» What to work on:
• 1. According to the press release cited in the article on the Avenida Guadalupe trees below, which places will receive the relocated trees? Give every one.
• 2. Do these statements agree with the article on the Avenida Guadalupe trees below? (a) Police arrested 12 protestors at the scene. (b) Lorena Patiño expects most of the transplanted trees to die. (c) The German man was handed over to immigration authorities. For each one, answer yes or no and quote the words from the article that decide it.
• 3. Write the next part of the article on the Avenida Guadalupe trees, continuing from its final sentence.

» Selected excerpt:
+ + + + +
The government has changed its mind yet again about a controversial relocation of several ornamental trees on Avenida Guadalupe as it tears up and widens the roadway in a major reconstruction project that has closed the road to traffic.

First, the local government said the trees would be replanted at schools. Then they mentioned the Parque Bicentenario. Now they have come up with the idea of planting them in public plazas and other spaces in rural communities, parks, and even churches.

Activists have protested moving the trees, saying that the trees’ roots are interconnected and that if one is removed, it will damage the bases of the others. They also have raised concerns that this is not the ideal season in which to transplant the trees, and so, as a result, most of them will die.

Nevertheless, San Miguel de Allende’s Secretary of Government Gonzalo González says that the government will enforce its right to move the trees.

Director of Public Works and Infrastructure Antonio Soria told Atención that the trees are mistreated there and that they will have a better life after the relocation. Environmentalist expert Lorena Patiño added that the trees’ roots naturally follow humidity, and so they are actually damaging the pavement. She is convinced that 80 to 90 percent of the transplanted trees will survive.

In a press release, the local government said the trees would be relocated in places like a chapel in the Los González rural community, a park in the Puente del Carmen community, in Parque de los Insurgentes in the community of San Antonio del Varal, and in an unspecified location in the rural community of Soasnabar. Some will be transplanted to locations in San Miguel’s urban area, including the public garden in the Los Santos neighborhood, in the landscaped areas of the mall at La Luciérnaga, and also to a public space in the Bellavista neighborhood.

“The final destination of the trees will be determined according to the natural characteristics of the zones, with the aim of achieving the survival of the plants in the most suitable land,” González said.


The government arrived with heavy machinery to remove the trees overnight on October 14, around 1:30am. Police arrested 12 protestors at the scene and transferred them to the local jail. In a press release, the local government stated that 10 of the arrestees were Mexicans, all over 18. Two were foreign nationals, a Colombian woman and a German man. The latter, according to the release, could not prove his legal residency status in México, and police turned him over to immigration authorities. The Colombian and the German were charged with involving themselves in Mexico’s political issues, which violates Article 33 of the Mexican Constitution.

At 1pm that day, at least 100 people gathered at the Jardín Principal to hold a peaceful demonstration against the tree removal, but also to request the release of the 12 arrested demonstrators. One hour later, the crowd headed to Avenida Guadalupe, where they reached one end of the avenue. Using force, the police herded the crowd to the other end and erected an iron fence to keep people out of the construction area. Officers remained guarding the enclosed area.Heavy machinery arrived again to the area guarded by police officers and began removing two trees.
+ + + + +
» Excerpted records:
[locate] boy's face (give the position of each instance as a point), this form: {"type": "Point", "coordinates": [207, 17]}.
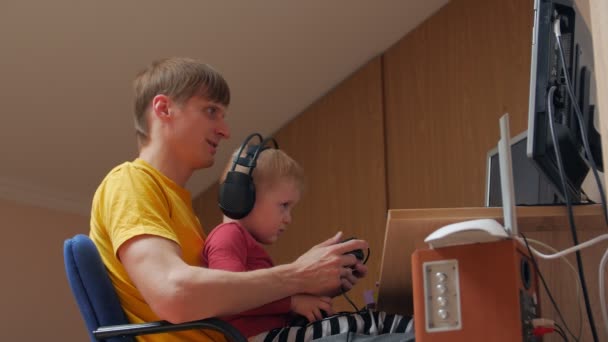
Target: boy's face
{"type": "Point", "coordinates": [272, 211]}
{"type": "Point", "coordinates": [197, 127]}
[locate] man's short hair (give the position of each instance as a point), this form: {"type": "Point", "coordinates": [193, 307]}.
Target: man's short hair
{"type": "Point", "coordinates": [180, 79]}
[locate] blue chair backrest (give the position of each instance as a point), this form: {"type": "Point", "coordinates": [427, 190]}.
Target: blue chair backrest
{"type": "Point", "coordinates": [91, 286]}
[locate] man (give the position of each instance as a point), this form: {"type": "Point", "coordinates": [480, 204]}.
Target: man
{"type": "Point", "coordinates": [149, 237]}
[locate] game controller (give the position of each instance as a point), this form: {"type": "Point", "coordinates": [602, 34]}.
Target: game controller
{"type": "Point", "coordinates": [358, 253]}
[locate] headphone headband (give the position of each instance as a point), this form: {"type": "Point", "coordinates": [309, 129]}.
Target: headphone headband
{"type": "Point", "coordinates": [237, 192]}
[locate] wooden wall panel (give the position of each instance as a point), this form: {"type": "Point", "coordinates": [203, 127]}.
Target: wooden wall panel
{"type": "Point", "coordinates": [205, 206]}
{"type": "Point", "coordinates": [339, 142]}
{"type": "Point", "coordinates": [446, 85]}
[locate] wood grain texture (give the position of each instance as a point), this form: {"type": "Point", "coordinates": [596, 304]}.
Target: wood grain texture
{"type": "Point", "coordinates": [446, 85]}
{"type": "Point", "coordinates": [406, 230]}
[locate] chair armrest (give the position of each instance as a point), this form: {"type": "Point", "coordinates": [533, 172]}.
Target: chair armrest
{"type": "Point", "coordinates": [123, 330]}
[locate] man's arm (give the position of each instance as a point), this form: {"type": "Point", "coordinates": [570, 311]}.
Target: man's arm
{"type": "Point", "coordinates": [178, 292]}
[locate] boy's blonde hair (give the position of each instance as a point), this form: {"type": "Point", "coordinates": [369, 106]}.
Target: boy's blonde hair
{"type": "Point", "coordinates": [180, 79]}
{"type": "Point", "coordinates": [272, 166]}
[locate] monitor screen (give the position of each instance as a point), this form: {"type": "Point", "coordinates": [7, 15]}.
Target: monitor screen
{"type": "Point", "coordinates": [530, 187]}
{"type": "Point", "coordinates": [548, 77]}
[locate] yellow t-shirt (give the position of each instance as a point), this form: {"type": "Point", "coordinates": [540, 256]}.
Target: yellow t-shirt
{"type": "Point", "coordinates": [136, 199]}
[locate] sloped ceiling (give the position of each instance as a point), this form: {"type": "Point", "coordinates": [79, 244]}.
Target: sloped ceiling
{"type": "Point", "coordinates": [66, 69]}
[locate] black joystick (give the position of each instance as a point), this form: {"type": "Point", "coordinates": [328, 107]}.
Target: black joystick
{"type": "Point", "coordinates": [358, 253]}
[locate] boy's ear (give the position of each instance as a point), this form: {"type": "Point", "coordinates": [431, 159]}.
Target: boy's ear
{"type": "Point", "coordinates": [160, 106]}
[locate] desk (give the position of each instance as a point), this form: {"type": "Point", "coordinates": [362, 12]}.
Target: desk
{"type": "Point", "coordinates": [407, 228]}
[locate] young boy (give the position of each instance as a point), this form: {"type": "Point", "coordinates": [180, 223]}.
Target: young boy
{"type": "Point", "coordinates": [147, 233]}
{"type": "Point", "coordinates": [237, 245]}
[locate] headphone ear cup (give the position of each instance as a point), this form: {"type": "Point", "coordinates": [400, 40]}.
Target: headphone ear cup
{"type": "Point", "coordinates": [237, 195]}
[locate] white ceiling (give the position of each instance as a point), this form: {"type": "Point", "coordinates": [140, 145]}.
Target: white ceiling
{"type": "Point", "coordinates": [66, 69]}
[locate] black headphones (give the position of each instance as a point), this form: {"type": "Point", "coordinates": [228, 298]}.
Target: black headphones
{"type": "Point", "coordinates": [237, 192]}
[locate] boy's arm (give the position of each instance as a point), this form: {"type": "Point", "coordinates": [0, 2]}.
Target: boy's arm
{"type": "Point", "coordinates": [178, 292]}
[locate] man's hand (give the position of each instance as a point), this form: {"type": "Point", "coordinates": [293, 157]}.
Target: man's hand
{"type": "Point", "coordinates": [326, 270]}
{"type": "Point", "coordinates": [310, 306]}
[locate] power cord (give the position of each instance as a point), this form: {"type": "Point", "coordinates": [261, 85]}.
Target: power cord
{"type": "Point", "coordinates": [602, 274]}
{"type": "Point", "coordinates": [560, 167]}
{"type": "Point", "coordinates": [542, 278]}
{"type": "Point", "coordinates": [578, 282]}
{"type": "Point", "coordinates": [590, 160]}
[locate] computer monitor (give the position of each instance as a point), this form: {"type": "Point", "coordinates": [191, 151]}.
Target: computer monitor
{"type": "Point", "coordinates": [547, 72]}
{"type": "Point", "coordinates": [531, 188]}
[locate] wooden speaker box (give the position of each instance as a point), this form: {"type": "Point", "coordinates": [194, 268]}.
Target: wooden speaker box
{"type": "Point", "coordinates": [475, 292]}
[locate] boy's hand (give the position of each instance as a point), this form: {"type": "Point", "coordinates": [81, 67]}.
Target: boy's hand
{"type": "Point", "coordinates": [310, 306]}
{"type": "Point", "coordinates": [326, 270]}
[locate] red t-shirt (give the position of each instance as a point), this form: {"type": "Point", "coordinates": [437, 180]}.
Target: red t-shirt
{"type": "Point", "coordinates": [231, 247]}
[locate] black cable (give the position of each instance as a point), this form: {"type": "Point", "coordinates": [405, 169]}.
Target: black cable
{"type": "Point", "coordinates": [549, 294]}
{"type": "Point", "coordinates": [560, 332]}
{"type": "Point", "coordinates": [560, 166]}
{"type": "Point", "coordinates": [590, 160]}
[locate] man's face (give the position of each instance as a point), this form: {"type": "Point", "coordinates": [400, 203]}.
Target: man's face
{"type": "Point", "coordinates": [198, 125]}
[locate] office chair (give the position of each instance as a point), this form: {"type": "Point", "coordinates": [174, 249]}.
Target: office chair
{"type": "Point", "coordinates": [99, 305]}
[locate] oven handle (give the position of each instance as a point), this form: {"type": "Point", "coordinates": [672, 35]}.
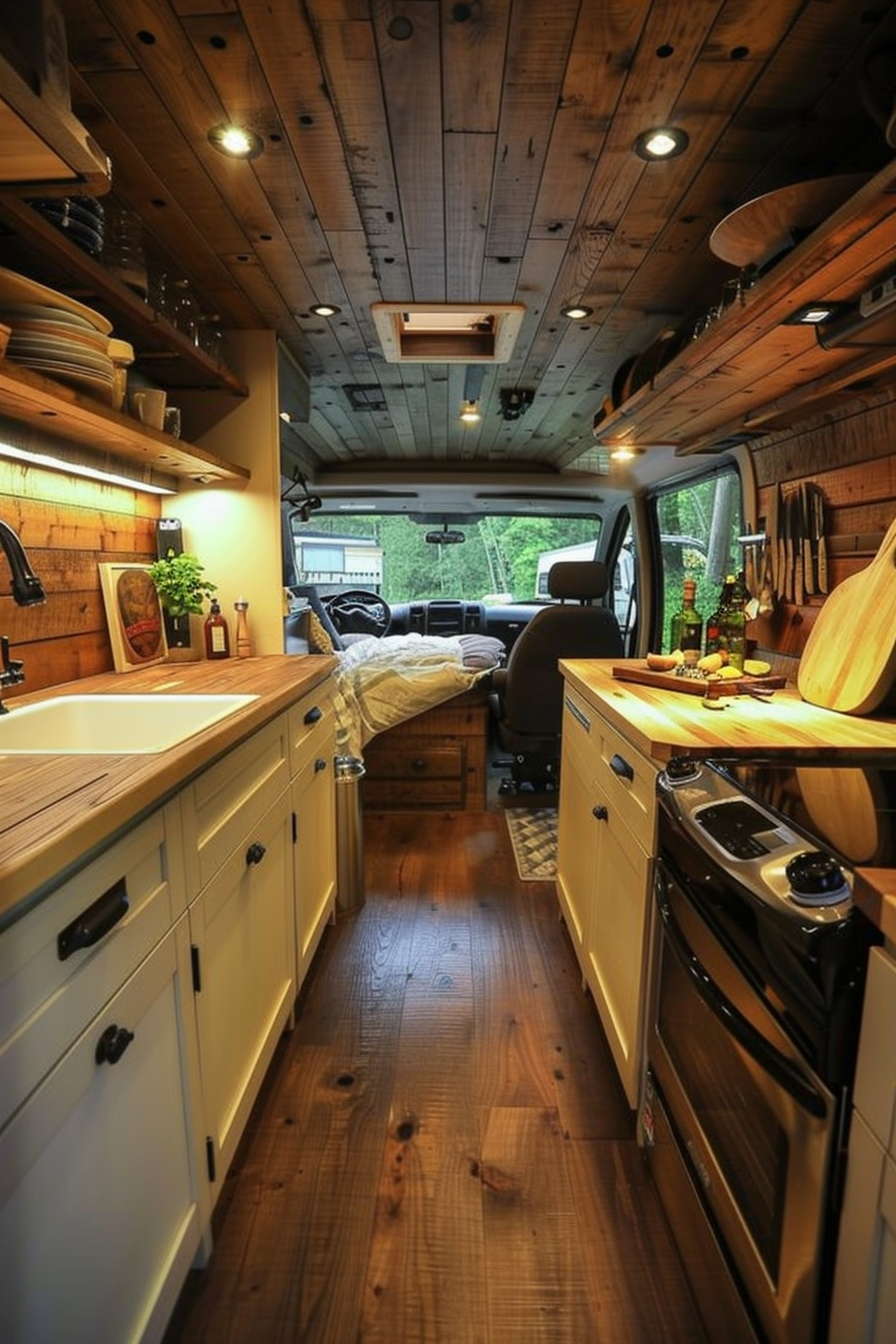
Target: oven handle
{"type": "Point", "coordinates": [770, 1059]}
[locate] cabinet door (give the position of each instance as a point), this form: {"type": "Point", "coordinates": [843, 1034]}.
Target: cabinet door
{"type": "Point", "coordinates": [617, 946]}
{"type": "Point", "coordinates": [313, 856]}
{"type": "Point", "coordinates": [243, 932]}
{"type": "Point", "coordinates": [576, 825]}
{"type": "Point", "coordinates": [864, 1305]}
{"type": "Point", "coordinates": [101, 1206]}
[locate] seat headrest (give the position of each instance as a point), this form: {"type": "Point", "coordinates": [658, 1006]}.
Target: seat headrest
{"type": "Point", "coordinates": [578, 579]}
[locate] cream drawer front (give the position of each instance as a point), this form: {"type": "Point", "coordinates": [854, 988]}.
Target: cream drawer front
{"type": "Point", "coordinates": [875, 1093]}
{"type": "Point", "coordinates": [223, 804]}
{"type": "Point", "coordinates": [100, 1214]}
{"type": "Point", "coordinates": [629, 781]}
{"type": "Point", "coordinates": [49, 993]}
{"type": "Point", "coordinates": [312, 729]}
{"type": "Point", "coordinates": [580, 735]}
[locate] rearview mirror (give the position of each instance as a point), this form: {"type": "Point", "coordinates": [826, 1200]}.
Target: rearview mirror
{"type": "Point", "coordinates": [445, 538]}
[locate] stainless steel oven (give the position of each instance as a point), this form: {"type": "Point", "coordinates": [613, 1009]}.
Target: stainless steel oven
{"type": "Point", "coordinates": [756, 985]}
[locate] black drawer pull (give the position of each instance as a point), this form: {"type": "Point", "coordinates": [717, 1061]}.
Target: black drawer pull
{"type": "Point", "coordinates": [621, 766]}
{"type": "Point", "coordinates": [112, 1044]}
{"type": "Point", "coordinates": [94, 922]}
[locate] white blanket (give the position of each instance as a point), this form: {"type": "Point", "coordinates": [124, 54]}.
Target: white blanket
{"type": "Point", "coordinates": [383, 682]}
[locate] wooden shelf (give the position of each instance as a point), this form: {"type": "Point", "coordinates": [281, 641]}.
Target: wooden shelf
{"type": "Point", "coordinates": [65, 413]}
{"type": "Point", "coordinates": [750, 372]}
{"type": "Point", "coordinates": [159, 346]}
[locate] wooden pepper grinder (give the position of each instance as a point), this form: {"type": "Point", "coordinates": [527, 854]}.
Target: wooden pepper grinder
{"type": "Point", "coordinates": [243, 643]}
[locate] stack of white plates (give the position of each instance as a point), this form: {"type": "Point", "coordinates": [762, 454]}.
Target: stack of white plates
{"type": "Point", "coordinates": [57, 336]}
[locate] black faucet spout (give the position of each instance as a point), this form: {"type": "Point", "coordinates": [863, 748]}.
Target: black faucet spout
{"type": "Point", "coordinates": [27, 588]}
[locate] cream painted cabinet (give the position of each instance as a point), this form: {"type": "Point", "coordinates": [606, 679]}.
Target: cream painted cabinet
{"type": "Point", "coordinates": [864, 1304]}
{"type": "Point", "coordinates": [238, 851]}
{"type": "Point", "coordinates": [102, 1203]}
{"type": "Point", "coordinates": [312, 745]}
{"type": "Point", "coordinates": [606, 836]}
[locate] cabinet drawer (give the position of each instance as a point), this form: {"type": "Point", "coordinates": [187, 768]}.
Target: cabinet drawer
{"type": "Point", "coordinates": [47, 992]}
{"type": "Point", "coordinates": [414, 793]}
{"type": "Point", "coordinates": [229, 799]}
{"type": "Point", "coordinates": [101, 1210]}
{"type": "Point", "coordinates": [418, 762]}
{"type": "Point", "coordinates": [629, 781]}
{"type": "Point", "coordinates": [312, 729]}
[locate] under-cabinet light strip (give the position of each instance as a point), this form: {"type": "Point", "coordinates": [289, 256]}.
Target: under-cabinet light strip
{"type": "Point", "coordinates": [94, 473]}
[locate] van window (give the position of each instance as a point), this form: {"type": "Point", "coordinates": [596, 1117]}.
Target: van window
{"type": "Point", "coordinates": [495, 559]}
{"type": "Point", "coordinates": [697, 524]}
+ + + + +
» Response list:
• 1.
- A chapel in the Los González rural community
- A park in the Puente del Carmen community
- Parque de los Insurgentes in the community of San Antonio del Varal
- An unspecified location in the rural community of Soasnabar
- The public garden in the Los Santos neighborhood
- The landscaped areas of the mall at La Luciérnaga
- A public space in the Bellavista neighborhood

• 2.
(a) Yes: "Police arrested 12 protestors at the scene and transferred them to the local jail."
(b) No: "She is convinced that 80 to 90 percent of the transplanted trees will survive."
(c) Yes: "police turned him over to immigration authorities."

• 3.
At first, protestors simply shouted at the workers and the officers guarding them. However, when some citizens tried to cross the fence, the intensity of the situation increased, with physical confrontations between demonstrators and police officers. The tension remained until after a couple of hours, a representative of the protestors gathered them together and told them that the local government was closed off to discussion and that they could not prevent the trees from being removed. She invited the crowd to keep fighting nonviolently.

In an interview later that day, Secretary González told Atención that Mayor Luis Alberto Villarreal’s administration will plant 1,000 more trees around the city and that Secretariat of National Defense will donate 10,000 more to be planted throughout San Miguel.

The construction and the removal of trees will continue, he said, enforced to the full extent of the law. Those physically interfering the project could be investigated by the Ministerio Público, he added. As we went to press one tree had been removed.

A project long in the works

Antonio Soria, director of infrastructure and public works for the city, told us that the project to resurface Avenida Guadalupe has been in the works for several years. When Plaza Guadalupe business owners requested help from the city to do improvements there, they presented the government with the arcade idea, which has now been folded into the current improvement project. The arcade will have cantera-lined columns and arches and a concrete roof. It will extend from calle San Rafael to calle Insurgentes.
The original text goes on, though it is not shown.